> _Task objective_
Which lines in the records below contain the string "metal"? Pull out each of them and copy it in full.

> _Collected data_
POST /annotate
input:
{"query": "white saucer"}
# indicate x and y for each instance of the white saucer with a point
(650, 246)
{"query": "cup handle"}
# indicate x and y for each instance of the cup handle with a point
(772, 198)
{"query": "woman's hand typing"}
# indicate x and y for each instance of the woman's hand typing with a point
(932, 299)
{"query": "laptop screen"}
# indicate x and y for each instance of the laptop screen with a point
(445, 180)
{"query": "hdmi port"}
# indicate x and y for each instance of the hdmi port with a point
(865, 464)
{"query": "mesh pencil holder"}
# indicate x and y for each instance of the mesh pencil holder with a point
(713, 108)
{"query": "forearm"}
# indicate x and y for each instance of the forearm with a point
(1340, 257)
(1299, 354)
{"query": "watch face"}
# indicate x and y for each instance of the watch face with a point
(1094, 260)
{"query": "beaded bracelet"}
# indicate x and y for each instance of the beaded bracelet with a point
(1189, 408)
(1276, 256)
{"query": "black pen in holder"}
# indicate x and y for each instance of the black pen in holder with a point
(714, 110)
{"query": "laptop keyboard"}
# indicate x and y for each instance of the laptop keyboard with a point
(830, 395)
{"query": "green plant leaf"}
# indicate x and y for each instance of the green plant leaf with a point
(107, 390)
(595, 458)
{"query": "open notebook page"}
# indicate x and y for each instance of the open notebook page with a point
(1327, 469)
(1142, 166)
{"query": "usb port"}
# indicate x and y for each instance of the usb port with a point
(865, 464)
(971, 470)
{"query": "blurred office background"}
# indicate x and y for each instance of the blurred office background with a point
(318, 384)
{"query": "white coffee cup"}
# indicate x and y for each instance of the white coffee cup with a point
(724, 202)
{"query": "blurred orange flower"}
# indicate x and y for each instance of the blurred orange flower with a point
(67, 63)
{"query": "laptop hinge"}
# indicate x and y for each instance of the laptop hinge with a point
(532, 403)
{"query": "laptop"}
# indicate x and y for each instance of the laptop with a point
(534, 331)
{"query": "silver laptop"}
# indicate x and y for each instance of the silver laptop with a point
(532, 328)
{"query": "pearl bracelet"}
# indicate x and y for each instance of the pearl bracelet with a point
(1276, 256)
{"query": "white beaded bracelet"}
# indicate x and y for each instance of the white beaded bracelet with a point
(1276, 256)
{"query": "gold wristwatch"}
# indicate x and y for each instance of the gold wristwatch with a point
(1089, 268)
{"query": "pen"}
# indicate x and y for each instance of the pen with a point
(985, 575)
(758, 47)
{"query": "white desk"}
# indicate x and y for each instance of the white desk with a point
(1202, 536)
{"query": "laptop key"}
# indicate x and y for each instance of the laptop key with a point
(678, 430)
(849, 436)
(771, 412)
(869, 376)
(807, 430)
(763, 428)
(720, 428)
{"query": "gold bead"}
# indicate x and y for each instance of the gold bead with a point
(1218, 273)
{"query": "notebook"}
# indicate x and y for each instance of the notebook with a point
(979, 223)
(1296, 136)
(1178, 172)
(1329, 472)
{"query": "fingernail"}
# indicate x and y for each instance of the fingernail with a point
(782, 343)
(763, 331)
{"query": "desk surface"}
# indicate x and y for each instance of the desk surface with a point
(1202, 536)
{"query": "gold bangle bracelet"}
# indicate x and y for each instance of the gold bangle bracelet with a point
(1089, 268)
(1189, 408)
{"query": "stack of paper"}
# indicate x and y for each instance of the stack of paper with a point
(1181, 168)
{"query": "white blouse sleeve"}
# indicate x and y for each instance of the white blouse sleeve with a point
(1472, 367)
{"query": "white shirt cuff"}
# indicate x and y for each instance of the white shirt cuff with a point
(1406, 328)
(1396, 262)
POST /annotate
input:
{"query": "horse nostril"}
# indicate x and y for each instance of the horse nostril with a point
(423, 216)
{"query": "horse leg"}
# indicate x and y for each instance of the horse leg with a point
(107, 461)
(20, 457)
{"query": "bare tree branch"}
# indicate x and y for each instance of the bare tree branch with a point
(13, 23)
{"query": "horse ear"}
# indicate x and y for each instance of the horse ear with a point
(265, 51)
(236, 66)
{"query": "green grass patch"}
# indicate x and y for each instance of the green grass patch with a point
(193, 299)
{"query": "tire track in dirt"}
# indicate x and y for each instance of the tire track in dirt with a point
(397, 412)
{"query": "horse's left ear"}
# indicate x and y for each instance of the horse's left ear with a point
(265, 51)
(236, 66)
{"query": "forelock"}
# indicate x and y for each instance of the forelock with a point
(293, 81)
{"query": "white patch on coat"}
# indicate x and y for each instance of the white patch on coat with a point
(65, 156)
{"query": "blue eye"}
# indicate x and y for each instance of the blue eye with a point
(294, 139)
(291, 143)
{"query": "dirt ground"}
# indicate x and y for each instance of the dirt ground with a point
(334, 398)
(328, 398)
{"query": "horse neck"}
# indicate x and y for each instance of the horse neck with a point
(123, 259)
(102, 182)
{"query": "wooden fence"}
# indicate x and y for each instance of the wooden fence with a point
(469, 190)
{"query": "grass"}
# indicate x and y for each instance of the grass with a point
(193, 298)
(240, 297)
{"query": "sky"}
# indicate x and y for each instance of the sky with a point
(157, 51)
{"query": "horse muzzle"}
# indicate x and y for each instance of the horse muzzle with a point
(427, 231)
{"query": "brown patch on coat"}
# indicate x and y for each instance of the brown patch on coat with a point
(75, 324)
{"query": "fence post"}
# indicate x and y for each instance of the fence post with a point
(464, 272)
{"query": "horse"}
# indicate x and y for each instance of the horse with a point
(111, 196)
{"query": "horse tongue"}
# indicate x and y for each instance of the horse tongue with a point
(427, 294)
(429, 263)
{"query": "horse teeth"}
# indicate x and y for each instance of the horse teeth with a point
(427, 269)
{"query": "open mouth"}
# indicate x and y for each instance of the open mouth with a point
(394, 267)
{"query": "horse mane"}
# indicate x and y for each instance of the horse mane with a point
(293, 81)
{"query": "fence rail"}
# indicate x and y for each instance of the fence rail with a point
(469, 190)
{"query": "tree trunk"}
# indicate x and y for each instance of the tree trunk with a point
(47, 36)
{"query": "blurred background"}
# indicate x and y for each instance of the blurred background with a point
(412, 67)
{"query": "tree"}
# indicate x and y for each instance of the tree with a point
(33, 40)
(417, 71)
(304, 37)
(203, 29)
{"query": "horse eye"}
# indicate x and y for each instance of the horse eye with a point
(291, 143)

* * *

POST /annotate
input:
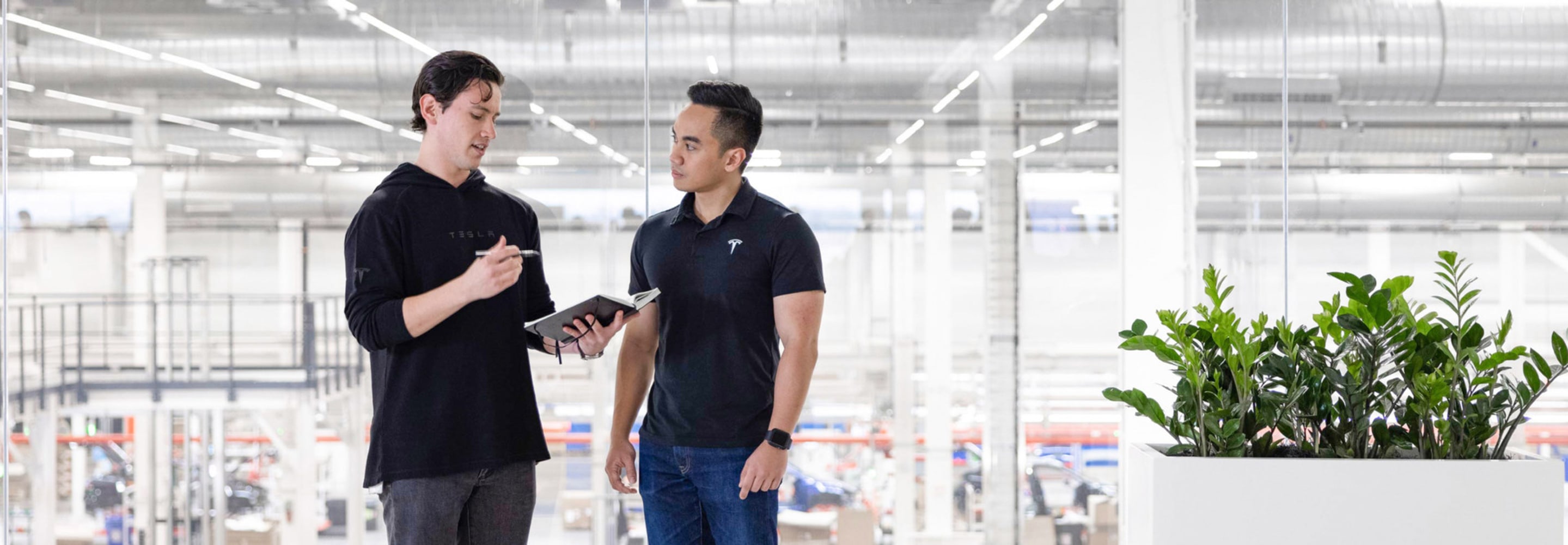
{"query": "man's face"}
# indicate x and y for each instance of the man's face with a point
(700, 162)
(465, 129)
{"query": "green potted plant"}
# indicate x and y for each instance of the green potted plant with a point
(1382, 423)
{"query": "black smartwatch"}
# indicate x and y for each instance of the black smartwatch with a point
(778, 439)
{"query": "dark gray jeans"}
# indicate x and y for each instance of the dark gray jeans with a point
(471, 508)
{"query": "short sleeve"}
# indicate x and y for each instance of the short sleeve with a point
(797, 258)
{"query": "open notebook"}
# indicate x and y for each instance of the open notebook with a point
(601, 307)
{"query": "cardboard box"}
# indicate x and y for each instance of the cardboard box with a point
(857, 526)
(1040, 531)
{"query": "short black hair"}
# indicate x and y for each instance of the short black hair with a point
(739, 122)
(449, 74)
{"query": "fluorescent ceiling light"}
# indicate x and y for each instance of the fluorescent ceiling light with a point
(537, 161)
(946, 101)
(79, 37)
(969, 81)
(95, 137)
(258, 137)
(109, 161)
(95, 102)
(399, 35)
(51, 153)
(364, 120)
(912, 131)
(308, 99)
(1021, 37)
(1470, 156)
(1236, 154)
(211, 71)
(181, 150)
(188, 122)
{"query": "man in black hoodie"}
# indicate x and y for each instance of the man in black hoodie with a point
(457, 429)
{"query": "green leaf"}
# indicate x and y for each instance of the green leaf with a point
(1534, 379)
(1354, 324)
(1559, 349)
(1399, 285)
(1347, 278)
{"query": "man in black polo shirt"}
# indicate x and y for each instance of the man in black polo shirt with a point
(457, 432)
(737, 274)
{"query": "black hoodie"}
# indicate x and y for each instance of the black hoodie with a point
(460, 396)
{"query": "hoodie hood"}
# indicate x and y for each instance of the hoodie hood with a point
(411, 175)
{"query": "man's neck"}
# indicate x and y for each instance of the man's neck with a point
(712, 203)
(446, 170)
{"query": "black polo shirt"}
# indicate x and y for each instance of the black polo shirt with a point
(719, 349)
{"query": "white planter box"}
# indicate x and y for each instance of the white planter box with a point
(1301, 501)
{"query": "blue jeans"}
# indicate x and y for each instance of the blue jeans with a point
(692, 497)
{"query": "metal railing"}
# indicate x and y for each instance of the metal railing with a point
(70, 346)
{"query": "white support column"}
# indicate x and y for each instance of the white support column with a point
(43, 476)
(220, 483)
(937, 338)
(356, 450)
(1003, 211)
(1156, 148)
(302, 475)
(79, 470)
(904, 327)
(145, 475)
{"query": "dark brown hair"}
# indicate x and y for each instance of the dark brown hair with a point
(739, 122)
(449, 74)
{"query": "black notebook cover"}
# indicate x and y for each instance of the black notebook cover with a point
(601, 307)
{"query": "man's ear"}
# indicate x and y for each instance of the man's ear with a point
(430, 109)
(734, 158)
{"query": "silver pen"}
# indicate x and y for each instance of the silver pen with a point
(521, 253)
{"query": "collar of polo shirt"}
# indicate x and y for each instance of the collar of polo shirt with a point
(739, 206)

==

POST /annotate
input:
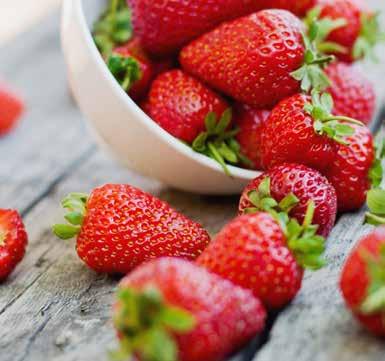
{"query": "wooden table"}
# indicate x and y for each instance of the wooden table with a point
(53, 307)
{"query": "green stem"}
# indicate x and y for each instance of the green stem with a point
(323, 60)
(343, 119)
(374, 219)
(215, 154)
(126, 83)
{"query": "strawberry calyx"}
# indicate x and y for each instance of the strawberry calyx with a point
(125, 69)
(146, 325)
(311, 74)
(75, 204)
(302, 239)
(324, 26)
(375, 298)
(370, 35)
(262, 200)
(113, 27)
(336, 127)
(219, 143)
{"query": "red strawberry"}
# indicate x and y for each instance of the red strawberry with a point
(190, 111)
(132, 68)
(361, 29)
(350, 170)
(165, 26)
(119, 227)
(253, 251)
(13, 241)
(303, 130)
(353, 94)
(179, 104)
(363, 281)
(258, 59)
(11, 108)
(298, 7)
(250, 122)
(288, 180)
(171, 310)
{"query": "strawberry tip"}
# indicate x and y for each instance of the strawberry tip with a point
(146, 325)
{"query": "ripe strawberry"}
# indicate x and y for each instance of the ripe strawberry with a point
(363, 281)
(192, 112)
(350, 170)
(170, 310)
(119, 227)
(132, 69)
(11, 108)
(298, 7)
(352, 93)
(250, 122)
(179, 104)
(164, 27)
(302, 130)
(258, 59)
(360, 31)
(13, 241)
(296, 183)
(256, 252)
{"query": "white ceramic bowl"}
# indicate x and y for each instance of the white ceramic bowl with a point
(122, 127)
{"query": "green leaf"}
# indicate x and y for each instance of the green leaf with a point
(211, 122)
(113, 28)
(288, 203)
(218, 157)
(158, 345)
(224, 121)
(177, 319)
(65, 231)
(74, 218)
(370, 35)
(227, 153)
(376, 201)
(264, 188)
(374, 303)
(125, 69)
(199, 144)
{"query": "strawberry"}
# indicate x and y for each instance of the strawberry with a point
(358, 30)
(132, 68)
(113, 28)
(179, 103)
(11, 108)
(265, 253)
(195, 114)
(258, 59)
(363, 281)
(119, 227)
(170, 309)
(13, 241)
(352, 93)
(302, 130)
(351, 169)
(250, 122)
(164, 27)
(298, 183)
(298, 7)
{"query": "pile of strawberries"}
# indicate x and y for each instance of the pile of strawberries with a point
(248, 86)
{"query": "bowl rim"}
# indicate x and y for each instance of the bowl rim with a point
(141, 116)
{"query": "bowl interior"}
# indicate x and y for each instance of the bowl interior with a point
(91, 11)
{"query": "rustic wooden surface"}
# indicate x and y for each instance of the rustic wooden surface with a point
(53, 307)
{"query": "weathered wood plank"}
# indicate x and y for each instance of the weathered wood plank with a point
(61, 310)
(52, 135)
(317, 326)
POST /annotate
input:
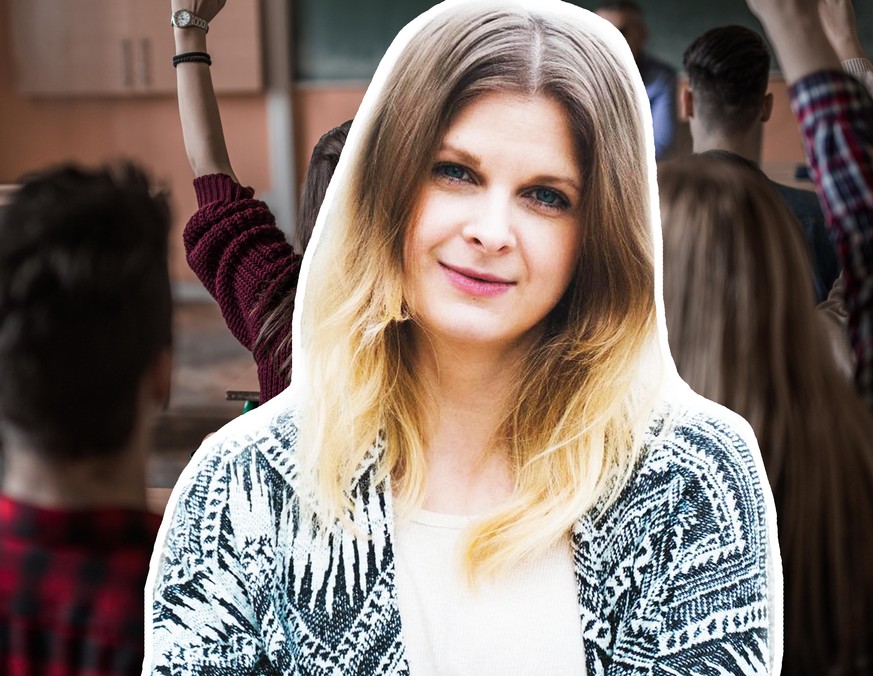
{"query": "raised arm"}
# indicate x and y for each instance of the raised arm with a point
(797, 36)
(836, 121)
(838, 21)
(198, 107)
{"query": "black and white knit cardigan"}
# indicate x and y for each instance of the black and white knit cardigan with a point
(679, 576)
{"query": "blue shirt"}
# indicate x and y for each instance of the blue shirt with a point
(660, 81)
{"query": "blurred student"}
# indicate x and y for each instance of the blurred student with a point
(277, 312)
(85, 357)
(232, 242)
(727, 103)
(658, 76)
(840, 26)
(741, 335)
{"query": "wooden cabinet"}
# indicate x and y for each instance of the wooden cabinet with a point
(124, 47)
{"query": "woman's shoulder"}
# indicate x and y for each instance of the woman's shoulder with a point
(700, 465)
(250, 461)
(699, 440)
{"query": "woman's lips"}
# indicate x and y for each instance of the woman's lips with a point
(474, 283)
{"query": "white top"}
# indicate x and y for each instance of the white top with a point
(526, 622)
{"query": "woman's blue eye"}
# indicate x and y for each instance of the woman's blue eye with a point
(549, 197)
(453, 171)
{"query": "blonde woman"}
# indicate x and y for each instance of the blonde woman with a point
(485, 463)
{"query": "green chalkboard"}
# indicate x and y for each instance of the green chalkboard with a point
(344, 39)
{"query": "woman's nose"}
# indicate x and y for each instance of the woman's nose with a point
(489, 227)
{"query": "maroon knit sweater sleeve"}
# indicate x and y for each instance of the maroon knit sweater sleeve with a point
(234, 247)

> _Exercise solution_
{"query": "metal railing"}
# indicate x and y for each instance of the metal railing with a point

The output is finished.